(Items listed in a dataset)

Content starts

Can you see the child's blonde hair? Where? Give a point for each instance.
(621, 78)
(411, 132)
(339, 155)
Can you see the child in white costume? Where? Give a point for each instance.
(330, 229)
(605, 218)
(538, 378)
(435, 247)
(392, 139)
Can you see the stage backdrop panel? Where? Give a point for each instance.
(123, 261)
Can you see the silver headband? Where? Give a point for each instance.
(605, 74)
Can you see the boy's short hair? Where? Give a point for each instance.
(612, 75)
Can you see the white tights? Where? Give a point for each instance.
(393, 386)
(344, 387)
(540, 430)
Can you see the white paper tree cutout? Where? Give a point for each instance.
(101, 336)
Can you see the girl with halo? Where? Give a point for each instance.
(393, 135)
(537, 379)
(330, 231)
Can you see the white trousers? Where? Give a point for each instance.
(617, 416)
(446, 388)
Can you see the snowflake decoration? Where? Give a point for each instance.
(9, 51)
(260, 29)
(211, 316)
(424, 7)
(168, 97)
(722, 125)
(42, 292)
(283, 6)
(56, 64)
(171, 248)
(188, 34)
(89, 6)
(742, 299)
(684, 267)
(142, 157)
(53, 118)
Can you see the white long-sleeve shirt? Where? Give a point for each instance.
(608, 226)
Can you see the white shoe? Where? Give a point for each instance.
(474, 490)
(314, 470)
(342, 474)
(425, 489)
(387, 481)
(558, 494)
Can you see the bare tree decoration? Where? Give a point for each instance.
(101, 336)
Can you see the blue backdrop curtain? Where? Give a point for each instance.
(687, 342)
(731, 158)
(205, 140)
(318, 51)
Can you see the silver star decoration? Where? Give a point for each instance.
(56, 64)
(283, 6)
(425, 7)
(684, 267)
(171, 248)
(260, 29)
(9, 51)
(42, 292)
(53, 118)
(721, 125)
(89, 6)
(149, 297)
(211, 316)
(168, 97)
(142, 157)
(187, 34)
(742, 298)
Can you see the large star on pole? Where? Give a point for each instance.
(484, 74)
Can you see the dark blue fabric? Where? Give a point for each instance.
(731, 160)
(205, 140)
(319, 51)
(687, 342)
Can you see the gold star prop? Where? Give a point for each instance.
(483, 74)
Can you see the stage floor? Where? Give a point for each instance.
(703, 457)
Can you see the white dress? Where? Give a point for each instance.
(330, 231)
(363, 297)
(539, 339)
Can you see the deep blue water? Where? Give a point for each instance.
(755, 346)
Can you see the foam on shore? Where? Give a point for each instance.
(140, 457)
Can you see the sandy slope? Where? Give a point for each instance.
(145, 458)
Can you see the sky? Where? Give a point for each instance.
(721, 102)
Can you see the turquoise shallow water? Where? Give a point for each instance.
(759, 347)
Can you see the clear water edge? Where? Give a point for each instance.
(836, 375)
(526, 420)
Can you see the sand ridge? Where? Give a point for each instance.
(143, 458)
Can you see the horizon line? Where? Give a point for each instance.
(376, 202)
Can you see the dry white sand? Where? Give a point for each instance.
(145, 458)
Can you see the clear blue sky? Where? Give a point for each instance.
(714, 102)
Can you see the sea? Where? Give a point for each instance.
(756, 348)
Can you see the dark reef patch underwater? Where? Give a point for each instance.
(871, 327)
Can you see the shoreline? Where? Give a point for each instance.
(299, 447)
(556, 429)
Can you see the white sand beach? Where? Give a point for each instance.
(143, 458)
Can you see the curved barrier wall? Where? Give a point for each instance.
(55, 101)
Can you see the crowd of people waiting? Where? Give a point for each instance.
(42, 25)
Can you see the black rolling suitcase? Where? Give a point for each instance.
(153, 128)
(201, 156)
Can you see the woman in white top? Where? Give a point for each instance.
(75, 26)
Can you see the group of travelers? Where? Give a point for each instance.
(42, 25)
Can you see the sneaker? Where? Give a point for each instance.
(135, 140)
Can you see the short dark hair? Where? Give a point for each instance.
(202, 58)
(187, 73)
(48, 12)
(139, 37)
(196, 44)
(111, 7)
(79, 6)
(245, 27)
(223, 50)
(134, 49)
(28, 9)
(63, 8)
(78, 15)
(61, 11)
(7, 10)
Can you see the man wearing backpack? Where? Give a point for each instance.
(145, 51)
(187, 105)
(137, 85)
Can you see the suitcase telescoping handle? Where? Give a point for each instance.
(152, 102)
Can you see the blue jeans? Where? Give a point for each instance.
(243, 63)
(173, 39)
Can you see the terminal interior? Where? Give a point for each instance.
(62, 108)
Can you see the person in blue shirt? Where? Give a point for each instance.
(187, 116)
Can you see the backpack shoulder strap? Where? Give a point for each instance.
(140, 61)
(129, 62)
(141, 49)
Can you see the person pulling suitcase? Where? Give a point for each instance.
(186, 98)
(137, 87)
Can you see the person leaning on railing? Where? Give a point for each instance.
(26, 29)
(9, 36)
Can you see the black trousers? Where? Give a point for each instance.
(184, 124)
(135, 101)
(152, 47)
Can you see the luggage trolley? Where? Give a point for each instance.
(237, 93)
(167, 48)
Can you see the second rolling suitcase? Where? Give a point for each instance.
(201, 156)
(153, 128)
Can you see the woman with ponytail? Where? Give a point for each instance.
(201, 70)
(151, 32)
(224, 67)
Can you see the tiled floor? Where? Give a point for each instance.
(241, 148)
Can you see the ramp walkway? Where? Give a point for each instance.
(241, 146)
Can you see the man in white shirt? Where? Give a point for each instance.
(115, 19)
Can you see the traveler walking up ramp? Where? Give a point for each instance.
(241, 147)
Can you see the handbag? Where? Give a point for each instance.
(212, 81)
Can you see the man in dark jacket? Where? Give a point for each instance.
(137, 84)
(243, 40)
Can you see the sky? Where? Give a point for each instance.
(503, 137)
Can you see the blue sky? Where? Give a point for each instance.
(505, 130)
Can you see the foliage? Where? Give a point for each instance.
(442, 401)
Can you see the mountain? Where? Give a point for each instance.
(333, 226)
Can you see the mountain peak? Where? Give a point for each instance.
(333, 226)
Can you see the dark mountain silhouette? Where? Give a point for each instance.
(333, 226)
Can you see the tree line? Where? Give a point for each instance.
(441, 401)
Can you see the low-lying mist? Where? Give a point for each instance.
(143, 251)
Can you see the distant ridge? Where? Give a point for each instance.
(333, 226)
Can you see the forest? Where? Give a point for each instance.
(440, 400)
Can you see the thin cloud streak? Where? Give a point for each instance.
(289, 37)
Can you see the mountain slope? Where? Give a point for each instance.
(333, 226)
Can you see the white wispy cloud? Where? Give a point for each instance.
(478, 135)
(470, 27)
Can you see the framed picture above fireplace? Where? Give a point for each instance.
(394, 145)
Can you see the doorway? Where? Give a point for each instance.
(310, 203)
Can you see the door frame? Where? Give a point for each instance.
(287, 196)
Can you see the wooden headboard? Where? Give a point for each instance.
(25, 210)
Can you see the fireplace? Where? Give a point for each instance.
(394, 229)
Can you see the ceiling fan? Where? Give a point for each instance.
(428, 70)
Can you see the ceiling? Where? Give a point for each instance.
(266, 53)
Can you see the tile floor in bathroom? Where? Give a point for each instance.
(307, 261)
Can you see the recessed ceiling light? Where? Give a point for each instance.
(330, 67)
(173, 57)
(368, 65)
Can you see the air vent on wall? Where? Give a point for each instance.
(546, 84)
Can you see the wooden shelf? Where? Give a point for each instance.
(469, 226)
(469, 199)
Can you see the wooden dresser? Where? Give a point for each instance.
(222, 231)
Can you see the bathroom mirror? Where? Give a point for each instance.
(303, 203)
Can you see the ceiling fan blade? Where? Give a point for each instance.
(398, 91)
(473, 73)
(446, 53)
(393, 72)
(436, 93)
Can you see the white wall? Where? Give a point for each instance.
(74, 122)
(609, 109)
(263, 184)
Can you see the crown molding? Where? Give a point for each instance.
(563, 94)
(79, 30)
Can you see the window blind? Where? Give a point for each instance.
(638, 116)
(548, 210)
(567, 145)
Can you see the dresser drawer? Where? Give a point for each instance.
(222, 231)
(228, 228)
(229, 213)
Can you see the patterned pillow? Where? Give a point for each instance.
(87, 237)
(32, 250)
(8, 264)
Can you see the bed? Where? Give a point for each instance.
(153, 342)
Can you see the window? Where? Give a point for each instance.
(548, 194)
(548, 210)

Content ends

TASK PROMPT
In the records above, locate the line that contains "Can you see the window?". Repeat it and every line after it, exactly, and nothing else.

EXPECTED OUTPUT
Can you see the window? Where? Give a point for each instance.
(548, 194)
(548, 210)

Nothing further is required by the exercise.